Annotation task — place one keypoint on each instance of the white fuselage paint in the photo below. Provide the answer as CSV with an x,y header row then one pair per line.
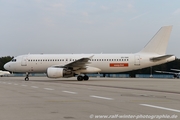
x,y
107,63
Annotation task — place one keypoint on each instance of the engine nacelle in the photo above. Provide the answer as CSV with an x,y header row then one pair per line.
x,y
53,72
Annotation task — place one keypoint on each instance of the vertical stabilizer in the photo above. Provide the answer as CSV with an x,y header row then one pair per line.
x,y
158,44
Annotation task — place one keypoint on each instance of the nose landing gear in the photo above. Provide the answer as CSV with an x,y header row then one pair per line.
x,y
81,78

==

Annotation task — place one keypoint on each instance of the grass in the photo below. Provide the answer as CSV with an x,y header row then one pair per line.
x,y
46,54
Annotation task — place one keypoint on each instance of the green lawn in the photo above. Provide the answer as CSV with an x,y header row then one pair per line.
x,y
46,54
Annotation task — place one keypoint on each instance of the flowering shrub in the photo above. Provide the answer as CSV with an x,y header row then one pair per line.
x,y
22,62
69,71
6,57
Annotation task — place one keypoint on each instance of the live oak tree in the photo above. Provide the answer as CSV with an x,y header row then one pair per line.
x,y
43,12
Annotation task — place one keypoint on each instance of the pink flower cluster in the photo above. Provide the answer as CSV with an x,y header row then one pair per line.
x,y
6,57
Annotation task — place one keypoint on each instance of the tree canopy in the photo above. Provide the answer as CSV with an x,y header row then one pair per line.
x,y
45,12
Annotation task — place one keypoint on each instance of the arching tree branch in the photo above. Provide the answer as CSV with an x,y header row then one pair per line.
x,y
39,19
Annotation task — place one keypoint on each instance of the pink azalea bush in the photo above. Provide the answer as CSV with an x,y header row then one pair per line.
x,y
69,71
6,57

--

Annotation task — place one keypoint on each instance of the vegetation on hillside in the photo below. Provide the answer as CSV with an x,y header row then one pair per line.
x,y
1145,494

--- Brief ---
Return each line of the material above that contains the word "pink", copied without changes.

--- Exercise output ---
Annotation task — place one keypoint on each instance of the pink flower cluster in the photo above. Provide the answer as CSV with an x,y header row then one pair per line.
Annotation task — place one keypoint on each instance of the pink azalea bush in the photo above. Provide the answer as CSV with an x,y header row then one pair per line.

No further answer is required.